## Supplied entries:

--*--

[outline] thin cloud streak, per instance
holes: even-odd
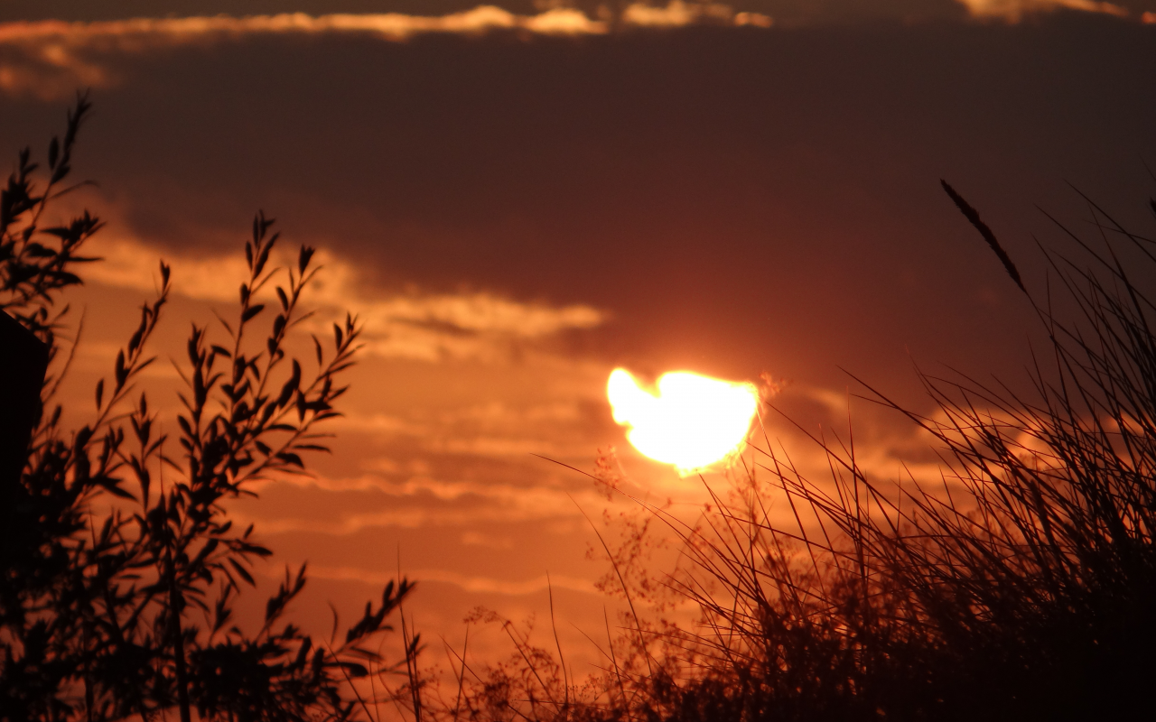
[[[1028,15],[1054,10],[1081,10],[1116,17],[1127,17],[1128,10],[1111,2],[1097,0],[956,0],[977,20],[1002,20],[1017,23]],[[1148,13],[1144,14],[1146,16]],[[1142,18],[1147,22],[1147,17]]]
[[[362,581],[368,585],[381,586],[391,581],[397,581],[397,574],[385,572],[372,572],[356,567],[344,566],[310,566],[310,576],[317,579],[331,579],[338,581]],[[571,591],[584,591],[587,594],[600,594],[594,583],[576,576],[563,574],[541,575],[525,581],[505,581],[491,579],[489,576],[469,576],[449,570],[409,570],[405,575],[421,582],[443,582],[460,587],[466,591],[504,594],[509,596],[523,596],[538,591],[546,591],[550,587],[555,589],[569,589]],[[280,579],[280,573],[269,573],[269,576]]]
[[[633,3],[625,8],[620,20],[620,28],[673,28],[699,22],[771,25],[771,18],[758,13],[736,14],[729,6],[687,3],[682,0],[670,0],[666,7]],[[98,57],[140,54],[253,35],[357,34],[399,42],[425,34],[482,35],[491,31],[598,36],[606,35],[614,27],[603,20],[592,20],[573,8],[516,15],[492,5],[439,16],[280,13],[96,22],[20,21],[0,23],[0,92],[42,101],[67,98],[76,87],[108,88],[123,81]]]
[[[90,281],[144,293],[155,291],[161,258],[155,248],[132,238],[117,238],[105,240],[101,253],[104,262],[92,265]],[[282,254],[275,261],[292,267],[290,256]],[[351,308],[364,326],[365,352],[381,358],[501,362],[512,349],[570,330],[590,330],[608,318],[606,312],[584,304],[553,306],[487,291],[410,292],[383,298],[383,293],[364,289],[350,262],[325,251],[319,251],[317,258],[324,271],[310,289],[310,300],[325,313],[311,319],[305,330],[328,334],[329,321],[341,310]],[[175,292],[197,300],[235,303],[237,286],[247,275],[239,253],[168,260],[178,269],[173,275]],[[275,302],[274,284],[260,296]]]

--*--

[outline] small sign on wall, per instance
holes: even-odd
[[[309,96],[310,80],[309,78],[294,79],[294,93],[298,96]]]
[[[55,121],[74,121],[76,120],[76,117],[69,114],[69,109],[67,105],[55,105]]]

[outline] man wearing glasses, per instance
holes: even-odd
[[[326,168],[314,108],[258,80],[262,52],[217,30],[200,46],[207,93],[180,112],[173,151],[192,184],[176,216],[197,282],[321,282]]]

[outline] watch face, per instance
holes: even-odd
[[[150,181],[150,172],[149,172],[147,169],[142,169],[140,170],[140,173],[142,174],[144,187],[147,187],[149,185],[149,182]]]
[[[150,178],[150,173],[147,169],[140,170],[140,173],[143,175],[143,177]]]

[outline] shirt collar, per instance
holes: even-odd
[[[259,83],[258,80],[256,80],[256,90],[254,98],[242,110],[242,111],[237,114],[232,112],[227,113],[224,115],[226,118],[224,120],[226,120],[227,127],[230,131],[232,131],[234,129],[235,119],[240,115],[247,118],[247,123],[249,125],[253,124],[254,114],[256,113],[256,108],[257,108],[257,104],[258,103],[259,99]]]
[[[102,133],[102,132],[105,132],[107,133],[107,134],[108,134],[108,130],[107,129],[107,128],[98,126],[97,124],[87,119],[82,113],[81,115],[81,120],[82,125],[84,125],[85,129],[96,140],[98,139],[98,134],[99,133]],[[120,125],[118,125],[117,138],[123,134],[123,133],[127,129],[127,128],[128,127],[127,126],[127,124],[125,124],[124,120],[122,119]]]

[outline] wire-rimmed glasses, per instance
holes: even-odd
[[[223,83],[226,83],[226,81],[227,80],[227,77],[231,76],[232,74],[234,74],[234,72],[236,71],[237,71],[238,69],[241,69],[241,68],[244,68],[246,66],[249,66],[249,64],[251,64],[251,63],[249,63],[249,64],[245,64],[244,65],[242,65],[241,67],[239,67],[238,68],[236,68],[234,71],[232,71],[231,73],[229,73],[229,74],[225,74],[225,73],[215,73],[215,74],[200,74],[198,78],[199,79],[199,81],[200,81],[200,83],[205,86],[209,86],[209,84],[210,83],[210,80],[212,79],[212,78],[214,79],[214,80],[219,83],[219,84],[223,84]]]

--*--

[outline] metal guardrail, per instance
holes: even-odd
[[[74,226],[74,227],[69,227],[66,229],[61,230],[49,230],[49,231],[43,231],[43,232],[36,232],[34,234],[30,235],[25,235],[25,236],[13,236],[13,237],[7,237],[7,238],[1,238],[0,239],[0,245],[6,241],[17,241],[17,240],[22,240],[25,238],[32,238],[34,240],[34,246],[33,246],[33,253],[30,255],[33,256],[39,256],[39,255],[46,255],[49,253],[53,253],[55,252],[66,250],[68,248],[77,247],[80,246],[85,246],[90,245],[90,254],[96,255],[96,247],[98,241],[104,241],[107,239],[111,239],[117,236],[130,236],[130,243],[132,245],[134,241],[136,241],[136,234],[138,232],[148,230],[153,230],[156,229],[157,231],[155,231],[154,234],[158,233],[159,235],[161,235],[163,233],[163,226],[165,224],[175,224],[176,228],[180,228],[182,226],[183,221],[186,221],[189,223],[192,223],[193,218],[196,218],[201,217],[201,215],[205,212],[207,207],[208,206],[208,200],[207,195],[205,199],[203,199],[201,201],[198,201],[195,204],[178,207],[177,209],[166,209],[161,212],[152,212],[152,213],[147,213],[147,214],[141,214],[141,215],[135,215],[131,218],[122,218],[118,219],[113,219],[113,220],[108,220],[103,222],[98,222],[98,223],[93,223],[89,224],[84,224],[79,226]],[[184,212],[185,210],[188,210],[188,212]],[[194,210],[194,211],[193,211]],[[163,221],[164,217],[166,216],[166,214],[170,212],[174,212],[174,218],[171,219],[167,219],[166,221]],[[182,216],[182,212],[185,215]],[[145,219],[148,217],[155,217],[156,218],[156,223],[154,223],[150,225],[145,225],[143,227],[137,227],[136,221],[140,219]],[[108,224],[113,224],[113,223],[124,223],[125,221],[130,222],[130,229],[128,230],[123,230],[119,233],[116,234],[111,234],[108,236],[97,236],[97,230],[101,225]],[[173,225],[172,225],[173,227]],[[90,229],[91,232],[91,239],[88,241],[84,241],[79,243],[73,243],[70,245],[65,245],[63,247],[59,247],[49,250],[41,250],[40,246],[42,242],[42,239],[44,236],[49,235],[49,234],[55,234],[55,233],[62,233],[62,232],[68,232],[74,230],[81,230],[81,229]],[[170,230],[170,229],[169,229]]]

--*--

## Goal of the exercise:
Report how many lines of the records contain the word "instance". Give only the number.

## Full solution:
7